**Passage to read**

++++++++++

How giving clubs are changing the face of philanthropy
By Christine Long (For the Sydney Morning Herald)
Like a lot of other people, Bryony Green's initial experiences of giving were spontaneous bursts of generosity. "There were things that would come up on my social media feed and I would donate," says the 31-year-old Melburnian.
May and June are the biggest months for giving ahead of the end of financial year because people are looking for tax deductions and community organisations are actively asking for donations, according to the website givenow.com.au. The second peak is December in the lead up to Christmas.
The pattern of giving when asked shifted for Bryony when she and a friend, Sarah Wickham, 30, did their masters in philanthropy and social investment. Together, they formed a giving circle with a few friends. Each person donated $50 and together they decided how to direct their combined funds.
"Someone would suggest a cause – it could be the Asylum Seeker Resource Centre – and we would all donate there," says Green, adding their giving became more "purposeful and planned".
This month, Green and Wickham have taken it up another notch, co-founding an online collective giving platform, Good Mob. It allows individuals to come together, pool their donations and, as a group, direct their combined funds to their chosen cause.
"A lot of people can only give $20, $50 and they feel like that's just a drop in the ocean," Green says. When they pool it with others and have a say in a larger amount of money, it "makes them feel empowered; it makes them feel like their donation actually means something".
That feeling is driving different forms of collective giving across Australia.
Wendy Scaife is the project director of Giving Australia 2016, a project led by QUT's Australian Centre for Philanthropy and Nonprofit Studies along with the Centre for Social Impact at Swinburne University of Technology and the Centre for Corporate Public Affairs. It is Australia's largest study into giving and volunteering and was last updated 10 years ago.
"One of the key elements that we would see has changed in that past decade is the emergence of more collective giving," she says.
Those choosing to be "tribal" in their giving are motivated by a range of reasons.
"People tell us that they are stimulated by this; that they enjoy doing this together with kindred spirits; and that they learn by doing it; they learn more about their giving and they become more committed to giving and, if they can, giving not just the dollars but their time, their expertise, their voice, their connections, and that's the real philanthropy beyond the dollars."
The Impact 100 WA giving circle was started five years ago and there are now giving circles in Fremantle, Melbourne, Sydney, South Australia and the Brisbane-based Women and Change.

++++++++++

**Supplied records**
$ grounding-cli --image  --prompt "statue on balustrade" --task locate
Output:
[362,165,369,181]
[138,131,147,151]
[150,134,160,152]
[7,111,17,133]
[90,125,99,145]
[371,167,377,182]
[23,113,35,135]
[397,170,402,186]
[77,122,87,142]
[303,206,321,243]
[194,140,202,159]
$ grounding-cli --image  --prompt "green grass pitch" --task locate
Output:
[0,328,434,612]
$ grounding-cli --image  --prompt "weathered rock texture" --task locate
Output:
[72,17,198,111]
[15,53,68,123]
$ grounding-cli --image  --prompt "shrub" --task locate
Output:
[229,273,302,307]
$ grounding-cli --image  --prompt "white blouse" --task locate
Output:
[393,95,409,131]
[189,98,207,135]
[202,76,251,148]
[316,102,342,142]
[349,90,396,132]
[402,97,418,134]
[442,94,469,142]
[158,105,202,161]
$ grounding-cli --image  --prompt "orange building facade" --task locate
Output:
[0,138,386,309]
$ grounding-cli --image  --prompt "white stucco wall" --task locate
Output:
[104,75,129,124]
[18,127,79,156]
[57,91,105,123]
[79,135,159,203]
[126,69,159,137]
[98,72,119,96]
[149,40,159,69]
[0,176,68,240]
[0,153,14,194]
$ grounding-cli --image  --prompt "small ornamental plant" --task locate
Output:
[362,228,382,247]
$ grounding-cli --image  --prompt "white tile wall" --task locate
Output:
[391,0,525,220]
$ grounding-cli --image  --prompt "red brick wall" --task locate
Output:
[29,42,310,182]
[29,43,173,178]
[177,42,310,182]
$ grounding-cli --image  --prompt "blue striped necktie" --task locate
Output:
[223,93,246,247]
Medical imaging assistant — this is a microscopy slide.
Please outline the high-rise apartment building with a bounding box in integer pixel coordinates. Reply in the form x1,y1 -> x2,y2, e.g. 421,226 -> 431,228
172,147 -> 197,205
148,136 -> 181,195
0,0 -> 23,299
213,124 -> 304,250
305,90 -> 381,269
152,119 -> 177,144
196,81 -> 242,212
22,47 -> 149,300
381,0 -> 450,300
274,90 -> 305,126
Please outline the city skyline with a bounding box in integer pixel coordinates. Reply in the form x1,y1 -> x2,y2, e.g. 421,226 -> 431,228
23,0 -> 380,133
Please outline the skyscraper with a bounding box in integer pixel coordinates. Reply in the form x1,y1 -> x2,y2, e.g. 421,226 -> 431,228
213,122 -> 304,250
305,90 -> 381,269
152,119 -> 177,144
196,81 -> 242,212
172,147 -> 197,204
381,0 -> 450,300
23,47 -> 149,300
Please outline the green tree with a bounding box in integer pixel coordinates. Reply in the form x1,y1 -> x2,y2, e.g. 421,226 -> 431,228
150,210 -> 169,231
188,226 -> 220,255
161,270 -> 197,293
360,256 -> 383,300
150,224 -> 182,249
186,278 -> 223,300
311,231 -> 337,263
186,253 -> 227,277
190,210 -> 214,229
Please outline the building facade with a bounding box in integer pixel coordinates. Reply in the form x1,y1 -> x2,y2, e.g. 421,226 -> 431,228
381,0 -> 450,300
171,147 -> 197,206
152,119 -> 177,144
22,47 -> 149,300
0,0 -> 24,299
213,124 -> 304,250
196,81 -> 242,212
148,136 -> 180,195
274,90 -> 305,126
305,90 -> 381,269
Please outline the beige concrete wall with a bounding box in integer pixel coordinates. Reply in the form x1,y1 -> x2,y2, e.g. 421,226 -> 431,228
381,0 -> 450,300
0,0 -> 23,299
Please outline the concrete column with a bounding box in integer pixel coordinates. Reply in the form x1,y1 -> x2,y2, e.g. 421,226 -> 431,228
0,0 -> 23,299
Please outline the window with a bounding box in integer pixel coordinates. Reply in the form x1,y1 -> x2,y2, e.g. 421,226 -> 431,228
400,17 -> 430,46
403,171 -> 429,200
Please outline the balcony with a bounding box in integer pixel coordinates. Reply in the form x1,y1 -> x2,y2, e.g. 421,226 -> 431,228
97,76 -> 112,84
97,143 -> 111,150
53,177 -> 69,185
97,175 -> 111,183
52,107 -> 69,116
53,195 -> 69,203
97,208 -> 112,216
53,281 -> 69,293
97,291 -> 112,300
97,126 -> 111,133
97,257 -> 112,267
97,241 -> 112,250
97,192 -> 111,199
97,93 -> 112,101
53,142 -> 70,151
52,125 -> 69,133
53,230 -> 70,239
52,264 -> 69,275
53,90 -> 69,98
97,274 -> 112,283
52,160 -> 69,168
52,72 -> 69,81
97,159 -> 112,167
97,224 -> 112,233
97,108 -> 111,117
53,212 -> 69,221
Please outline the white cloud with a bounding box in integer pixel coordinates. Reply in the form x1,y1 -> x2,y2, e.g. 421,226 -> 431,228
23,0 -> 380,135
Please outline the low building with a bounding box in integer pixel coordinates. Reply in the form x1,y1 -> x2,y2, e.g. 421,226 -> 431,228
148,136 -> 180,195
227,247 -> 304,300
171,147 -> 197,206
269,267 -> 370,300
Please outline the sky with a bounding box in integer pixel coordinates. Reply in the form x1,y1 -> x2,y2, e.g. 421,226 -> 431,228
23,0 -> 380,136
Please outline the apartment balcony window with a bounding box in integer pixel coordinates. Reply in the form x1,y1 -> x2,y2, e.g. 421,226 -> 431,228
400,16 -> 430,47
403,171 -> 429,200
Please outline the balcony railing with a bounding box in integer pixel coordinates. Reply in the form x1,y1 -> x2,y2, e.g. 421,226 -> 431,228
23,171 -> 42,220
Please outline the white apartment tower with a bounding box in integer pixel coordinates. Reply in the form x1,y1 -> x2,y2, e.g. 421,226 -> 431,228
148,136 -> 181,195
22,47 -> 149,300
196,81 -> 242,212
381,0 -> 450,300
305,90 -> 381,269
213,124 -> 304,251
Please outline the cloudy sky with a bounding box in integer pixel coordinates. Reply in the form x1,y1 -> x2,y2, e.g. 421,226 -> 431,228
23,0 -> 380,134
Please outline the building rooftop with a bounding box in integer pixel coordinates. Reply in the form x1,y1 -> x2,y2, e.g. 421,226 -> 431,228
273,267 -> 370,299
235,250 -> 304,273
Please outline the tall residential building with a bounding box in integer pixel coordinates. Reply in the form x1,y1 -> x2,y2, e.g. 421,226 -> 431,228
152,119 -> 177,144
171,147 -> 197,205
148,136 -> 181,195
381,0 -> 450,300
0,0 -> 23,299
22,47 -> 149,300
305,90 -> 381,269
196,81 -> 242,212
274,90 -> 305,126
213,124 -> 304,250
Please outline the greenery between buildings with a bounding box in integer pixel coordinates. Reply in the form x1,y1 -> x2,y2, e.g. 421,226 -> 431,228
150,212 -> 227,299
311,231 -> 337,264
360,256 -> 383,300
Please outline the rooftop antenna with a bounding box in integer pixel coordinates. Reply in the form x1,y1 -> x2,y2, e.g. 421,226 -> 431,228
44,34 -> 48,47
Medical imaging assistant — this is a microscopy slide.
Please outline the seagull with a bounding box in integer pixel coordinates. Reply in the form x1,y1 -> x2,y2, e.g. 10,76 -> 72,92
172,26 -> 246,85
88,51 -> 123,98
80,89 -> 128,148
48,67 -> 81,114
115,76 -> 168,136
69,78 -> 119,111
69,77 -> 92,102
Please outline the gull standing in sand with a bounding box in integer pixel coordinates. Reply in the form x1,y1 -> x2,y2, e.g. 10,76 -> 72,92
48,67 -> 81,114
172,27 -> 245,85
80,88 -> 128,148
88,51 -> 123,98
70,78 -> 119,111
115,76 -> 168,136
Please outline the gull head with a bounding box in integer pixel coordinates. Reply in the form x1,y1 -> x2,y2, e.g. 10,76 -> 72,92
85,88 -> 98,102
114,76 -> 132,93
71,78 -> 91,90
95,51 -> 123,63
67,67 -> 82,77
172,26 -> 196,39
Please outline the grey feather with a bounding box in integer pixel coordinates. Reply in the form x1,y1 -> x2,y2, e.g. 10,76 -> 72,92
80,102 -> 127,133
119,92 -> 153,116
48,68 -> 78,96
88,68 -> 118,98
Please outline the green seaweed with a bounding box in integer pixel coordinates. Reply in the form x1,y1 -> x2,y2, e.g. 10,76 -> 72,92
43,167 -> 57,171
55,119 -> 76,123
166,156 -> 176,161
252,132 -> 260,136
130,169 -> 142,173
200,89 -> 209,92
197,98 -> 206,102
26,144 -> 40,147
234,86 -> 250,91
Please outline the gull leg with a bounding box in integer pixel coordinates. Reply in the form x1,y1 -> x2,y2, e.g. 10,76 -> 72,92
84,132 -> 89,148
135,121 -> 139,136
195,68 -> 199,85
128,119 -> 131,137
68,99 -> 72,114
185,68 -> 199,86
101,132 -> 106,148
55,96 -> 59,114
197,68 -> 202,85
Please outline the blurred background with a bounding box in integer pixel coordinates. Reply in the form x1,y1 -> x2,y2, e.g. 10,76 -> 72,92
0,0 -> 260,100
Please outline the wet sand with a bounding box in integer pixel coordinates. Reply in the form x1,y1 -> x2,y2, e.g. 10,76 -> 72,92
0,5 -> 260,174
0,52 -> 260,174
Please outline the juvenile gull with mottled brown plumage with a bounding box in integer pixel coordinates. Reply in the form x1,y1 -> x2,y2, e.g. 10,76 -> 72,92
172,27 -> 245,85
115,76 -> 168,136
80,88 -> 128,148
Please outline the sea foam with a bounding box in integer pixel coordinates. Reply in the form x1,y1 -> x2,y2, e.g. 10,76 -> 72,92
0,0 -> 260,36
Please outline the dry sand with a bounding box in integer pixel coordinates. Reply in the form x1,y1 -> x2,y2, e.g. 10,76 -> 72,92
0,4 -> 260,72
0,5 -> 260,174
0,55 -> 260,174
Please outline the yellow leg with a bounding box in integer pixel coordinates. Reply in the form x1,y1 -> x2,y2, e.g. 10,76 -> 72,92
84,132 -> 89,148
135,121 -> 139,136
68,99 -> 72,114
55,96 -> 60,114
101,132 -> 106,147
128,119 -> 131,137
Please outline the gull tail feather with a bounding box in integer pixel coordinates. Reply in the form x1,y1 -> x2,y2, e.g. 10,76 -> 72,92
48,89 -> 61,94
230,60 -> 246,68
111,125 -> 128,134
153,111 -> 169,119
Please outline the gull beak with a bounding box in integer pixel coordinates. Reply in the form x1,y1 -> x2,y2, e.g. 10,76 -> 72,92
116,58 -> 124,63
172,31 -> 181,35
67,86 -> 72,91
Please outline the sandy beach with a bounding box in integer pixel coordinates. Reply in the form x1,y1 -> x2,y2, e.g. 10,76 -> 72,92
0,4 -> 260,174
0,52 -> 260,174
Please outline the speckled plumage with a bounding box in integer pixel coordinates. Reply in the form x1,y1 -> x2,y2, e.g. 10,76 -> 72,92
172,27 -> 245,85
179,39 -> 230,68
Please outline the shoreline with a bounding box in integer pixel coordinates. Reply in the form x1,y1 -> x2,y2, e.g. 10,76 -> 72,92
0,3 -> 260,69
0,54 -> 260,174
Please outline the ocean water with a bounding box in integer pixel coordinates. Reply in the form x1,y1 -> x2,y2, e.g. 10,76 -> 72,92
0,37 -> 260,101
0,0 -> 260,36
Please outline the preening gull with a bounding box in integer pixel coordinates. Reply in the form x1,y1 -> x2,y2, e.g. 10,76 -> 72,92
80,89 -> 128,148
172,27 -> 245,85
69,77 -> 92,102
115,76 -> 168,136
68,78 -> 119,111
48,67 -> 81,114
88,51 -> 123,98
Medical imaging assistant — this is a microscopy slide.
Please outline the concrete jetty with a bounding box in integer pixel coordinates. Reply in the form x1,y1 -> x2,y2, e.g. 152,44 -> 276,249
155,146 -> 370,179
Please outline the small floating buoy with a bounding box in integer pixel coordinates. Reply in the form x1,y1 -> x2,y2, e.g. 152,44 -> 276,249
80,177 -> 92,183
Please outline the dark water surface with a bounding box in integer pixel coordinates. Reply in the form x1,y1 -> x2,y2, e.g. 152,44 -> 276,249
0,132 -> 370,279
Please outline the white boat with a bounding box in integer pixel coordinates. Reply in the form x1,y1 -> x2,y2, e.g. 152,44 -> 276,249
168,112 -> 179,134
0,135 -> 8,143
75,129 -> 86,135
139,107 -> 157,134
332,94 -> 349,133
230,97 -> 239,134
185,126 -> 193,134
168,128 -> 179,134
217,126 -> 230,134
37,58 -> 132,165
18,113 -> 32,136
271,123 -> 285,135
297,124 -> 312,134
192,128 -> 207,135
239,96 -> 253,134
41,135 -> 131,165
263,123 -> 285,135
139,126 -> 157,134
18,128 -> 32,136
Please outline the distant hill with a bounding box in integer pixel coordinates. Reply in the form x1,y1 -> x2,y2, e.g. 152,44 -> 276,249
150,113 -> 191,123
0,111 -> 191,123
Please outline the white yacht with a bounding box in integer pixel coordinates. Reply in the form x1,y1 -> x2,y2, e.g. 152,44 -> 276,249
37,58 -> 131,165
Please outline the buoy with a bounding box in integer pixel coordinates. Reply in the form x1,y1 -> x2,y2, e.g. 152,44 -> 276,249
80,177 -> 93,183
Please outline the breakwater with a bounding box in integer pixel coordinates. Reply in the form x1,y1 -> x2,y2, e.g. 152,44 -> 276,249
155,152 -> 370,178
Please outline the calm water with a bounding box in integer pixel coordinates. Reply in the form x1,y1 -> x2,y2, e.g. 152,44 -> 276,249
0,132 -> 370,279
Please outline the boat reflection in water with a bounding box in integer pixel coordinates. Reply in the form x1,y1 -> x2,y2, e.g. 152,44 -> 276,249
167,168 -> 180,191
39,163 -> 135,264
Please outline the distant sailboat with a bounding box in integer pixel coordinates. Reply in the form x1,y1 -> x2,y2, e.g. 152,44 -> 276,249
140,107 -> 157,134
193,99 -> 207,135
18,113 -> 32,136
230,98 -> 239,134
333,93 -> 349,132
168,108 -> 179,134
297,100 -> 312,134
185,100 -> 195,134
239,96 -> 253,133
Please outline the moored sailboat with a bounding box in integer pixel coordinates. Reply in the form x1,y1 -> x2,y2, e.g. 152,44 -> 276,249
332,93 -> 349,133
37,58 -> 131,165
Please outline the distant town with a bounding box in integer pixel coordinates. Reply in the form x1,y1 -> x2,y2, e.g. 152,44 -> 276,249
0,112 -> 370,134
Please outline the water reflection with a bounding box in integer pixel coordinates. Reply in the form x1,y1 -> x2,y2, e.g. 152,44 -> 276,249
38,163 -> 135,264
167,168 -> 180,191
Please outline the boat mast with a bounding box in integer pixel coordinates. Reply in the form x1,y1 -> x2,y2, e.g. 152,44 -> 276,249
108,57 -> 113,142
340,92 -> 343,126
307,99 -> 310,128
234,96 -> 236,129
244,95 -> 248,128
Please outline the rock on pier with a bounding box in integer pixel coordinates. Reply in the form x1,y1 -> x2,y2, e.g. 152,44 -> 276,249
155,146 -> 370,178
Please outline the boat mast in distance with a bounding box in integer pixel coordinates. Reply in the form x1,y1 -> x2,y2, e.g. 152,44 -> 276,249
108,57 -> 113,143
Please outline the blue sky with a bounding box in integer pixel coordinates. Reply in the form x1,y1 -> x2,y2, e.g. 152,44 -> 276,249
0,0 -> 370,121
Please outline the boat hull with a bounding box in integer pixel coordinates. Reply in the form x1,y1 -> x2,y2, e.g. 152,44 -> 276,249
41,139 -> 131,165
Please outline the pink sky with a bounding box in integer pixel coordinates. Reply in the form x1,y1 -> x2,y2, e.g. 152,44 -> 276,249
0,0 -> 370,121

++++++++++

**Tasks for this exercise**
• 1. From the article on giving clubs, return verbatim the part that opens with the words containing "The Impact 100" and closes with "Women and Change.".
• 2. In the article on giving clubs, how much did each person in Bryony Green's first giving circle donate?
• 3. Extend the article on giving clubs from the point where it stops.

**Responses**
• 1.
The Impact 100 WA giving circle was started five years ago and there are now giving circles in Fremantle, Melbourne, Sydney, South Australia and the Brisbane-based Women and Change.

• 2. $50

• 3.
Typically, they involve 100 people donating $1000 each year to make a collective grant of $100,000 to a charitable organisation. Members vote on which organisation to support from a short-list of possibilities.
The Impact 100 giving circles are structured through foundations such as the Sydney Community Foundation, the Australian Communities Foundation, or in Impact 100 Melbourne's case, the Lord Mayor's Charitable Foundation.
That means donations are tax deductible and the funds are held by the foundation, which charges a fee for its service. Currently, donations made via Good Mob are not tax deductible but that is on the drawing board, says Green.
Rikki Andrews belongs to Impact 100 Melbourne. Now in its fourth year, its total donations should reach $500,000 by the end of 2016.
It is currently sifting through 22 expressions of interest from not-for-profits responding to this year's "diversity and inclusion" theme. Those will be whittled down to 10 by the group's grant committee and members will choose between four finalist organisations at an annual dinner this year.
Andrews says its first grant allowed a volunteer-run organisation supporting education for newly arrived migrants and refugees to employ a director, whose role was to grow the organisation and seek additional funding.
It now receives "considerable funding" from other donors and other charities are keen to licence its model.
But like any volunteer-run activity, giving circles can have their challenges. Members can vary widely in their understanding of philanthropy and community issues. Getting the word out is always a challenge too, says Andrews.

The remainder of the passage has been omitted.